Цифра чешских civitas в «Баварском географе» практически совпадает с числом чешских князей в сообщении «Фульдских анналов», из чего можно заключить, что Чехия первой половины IXв. представляла собой объединение 14-15 славиний во главе со своими князьями.

Этноним чехи (чешское češi) образован при помощи уменьшительного форманта *-xъ от праславянского *čel- (продуктивный корень kel/kol-, ср. *pokolení, *koleno), отражённого в словах *čelověkъ, *čelędь (исходное значение «дети, младшие члены семьи»), *člen и т.д., с первоначальным значением «род», то есть чехи – это буквально «члены одного рода (единой общности)». Исходное значение славянского понятия «чех» сохранилось в словенском čeh, означающем одновременно «пастух» и «мальчик в возрасте 10-15 лет». Последнее значение, очевидно, первично (первое образовалось на основе семантического сдвига: «подросток в семье помогает пасти скот» → «пастух») (Spal 1953: 263-267).

Данный этноним резко контрастирует с другими именами славянских «племён» Чешской долины, которые (за исключением этнонимов неясного происхождения дулебы и хорваты) имеют стандартные для славян формы на -ане, либо на -ичи[16]. На наш взгляд, это указывает на то, что имя чехи представляет собой новообразование, вызванное к жизни определённой политической ситуацией: выходцы из нескольких традиционных «племенных» общностей, составив новое объединение, подчёркивая это своё новое единство, назвали себя «членами (нового) рода (или новой общности)»[17].

Типологической аналогией имени чехи в славянском мире является этноним сербы, имеющий близкую семантику. Согласно наиболее убедительной этимологии Г.А. Ильинского, он связан с украинским присербитися – «присоединиться, пристать, привязаться» (от глагола сербити – «связывать, цеплять, соединять»), общеславянским пасерб – «пасынок» (русское пасерб; пасербка, пасербица – «падчерица»; украинское пасерб; болгарское пасерб; польское раsiеrb). Серб – изначально «человек, который является членом родового союза» или задруги, в отличие от пасерба (образование, параллельное pa-synъkъ – «пасынок», pa-dъkterica – «падчерица» и т.п.) – «незаконного или вообще неполноправного члена того же союза (задруги)» (Ильинский 1933: 204-208). С тем же кругом понятий связывал этноним сербы и Х. Шустер-Шевц, который обратил внимание на русское диалектное сербáть – «хлебать» и сопоставил его с древним обычаем молочного родства (Schuster-Sewc 1983: 138-147). Согласно Х. Поповской-Таборской славянский этноним сербы происходит из того же слова, что и кашубские sĕrbaи sĕrbizna, которое имело первичное значение «сосать, лакать». Изначально понятие сербы означало тех, кто сосал молоко одной и той же матери и было термином семейного родства, который затем вторично был расширен до «племенного» названия в значении «члены одного рода (общности)» (Popowska-Taborska1985: 227). Г.Ф. Ковалёв отметил, что вероятными следами этого древнего значения слова сербы являются белорусское сябры/сябар[18], и заимствованные из восточнославянских языков латышское sebrsи эстонское sōber– «друг» (Ковалёв 1991: 80)[19].

**Суть задания**
Напишите продолжение фрагмента о происхождении этнонимов «чехи» и «сербы», начиная сразу после его последнего предложения.

**Список**

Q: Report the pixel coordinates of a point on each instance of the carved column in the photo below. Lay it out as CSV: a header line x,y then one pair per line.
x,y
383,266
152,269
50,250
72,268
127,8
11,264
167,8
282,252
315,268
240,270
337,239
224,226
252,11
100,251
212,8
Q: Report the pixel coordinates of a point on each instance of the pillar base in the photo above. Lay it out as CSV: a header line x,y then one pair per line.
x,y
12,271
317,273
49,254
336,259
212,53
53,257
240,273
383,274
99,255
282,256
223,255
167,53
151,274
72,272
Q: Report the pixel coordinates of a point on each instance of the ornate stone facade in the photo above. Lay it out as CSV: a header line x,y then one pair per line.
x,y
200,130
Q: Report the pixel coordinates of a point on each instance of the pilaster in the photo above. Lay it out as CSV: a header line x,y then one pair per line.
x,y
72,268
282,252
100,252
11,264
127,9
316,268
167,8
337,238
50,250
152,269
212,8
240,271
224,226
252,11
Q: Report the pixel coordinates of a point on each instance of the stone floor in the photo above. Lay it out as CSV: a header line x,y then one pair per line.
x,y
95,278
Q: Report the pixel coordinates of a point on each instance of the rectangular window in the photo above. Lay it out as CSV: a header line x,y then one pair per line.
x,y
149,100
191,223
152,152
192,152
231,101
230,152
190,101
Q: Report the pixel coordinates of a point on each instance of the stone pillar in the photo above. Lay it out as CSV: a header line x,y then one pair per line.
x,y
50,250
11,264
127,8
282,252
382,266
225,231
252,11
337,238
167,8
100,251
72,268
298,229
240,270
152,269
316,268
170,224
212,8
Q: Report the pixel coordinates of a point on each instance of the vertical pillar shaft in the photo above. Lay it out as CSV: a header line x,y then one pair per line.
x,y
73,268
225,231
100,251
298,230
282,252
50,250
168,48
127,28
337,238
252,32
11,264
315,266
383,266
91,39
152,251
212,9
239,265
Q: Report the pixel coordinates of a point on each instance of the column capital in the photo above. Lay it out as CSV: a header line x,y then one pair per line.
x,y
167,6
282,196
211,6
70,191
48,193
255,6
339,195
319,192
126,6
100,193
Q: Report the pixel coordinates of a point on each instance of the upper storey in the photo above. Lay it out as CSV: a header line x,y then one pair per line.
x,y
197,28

**Ответ**
Путь формирования новых этнополитических объединений из осколков старых общностей является одним из стандартных. Э.Д. Фролов констатировал, что в античной Греции «распространённым способом перерастания протополиса в подлинный город-государство, в полис, был синойкизм, т.е. сселение всех или значительной части жителей данной области в одно большое, более укреплённое и более жизнеспособное поселение, соответственно достижение таким простейшим путём как социально-экономической интеграции, так и политической консолидации всего живущего в этой области этноса… Для формирования самого городского центра – основы и оплота такого полисного единства – несомненное значение имели узколокальные объединения расположенных по соседству сельских общин-демов» (Фролов 2004: 87-88).

Тит Ливий (59 г. до н.э. – 17 г. н.э.) рассказывает о формировании римской гражданской общины при Ромуле: «(4) Город (Рим – М.Ж.) между тем рос, занимая укреплениями всё новые места, так как укрепляли город в расчёте скорей на будущее многолюдство, чем сообразно тогдашнему числу жителей. (5) А потом, чтобы огромный город не пустовал, Ромул воспользовался старой хитростью основателей городов (созывая тёмный и низкого происхождения люд, они измышляли, будто это потомство самой земли) и открыл убежище в том месте, что теперь огорожено, – по левую руку от спуска меж двумя рощами. (6) Туда от соседних народов сбежались все жаждущие перемен – свободные и рабы без разбора, – и тем была заложена первая основа великой мощи» (Liv. I. 8; Тит Ливий 1989: 16).

Аналогичное сообщение есть и у Плутарха (ок. 46 – ок. 127) в жизнеописании Ромула: «едва только поднялись первые здания нового города (Рима – М.Ж.), граждане немедленно учредили священное убежище для беглецов и нарекли его именем бога Асила; в этом убежище они укрывали всех подряд, не выдавая ни раба его господину, ни должника заимодавцу, ни убийцу властям, и говорили, что всем обеспечивают неприкосновенность, повинуясь изречению пифийского оракула. Поэтому город быстро разросся, хотя поначалу насчитывал не больше тысячи домов» (Plut. Rom. 9; Плутарх 1994: 28)[20].

Тот же смысл имеет и история «похищения сабинянок» и формирования римской общины как объединения двух прежде разных общин: римской во главе с Ромулом и сабинской во главе с Титом Тацием (Liv. I. 9-14; Тит Ливий 1989: 16-23; Plut. Rom. 14-23; Плутарх 1994: 31-39).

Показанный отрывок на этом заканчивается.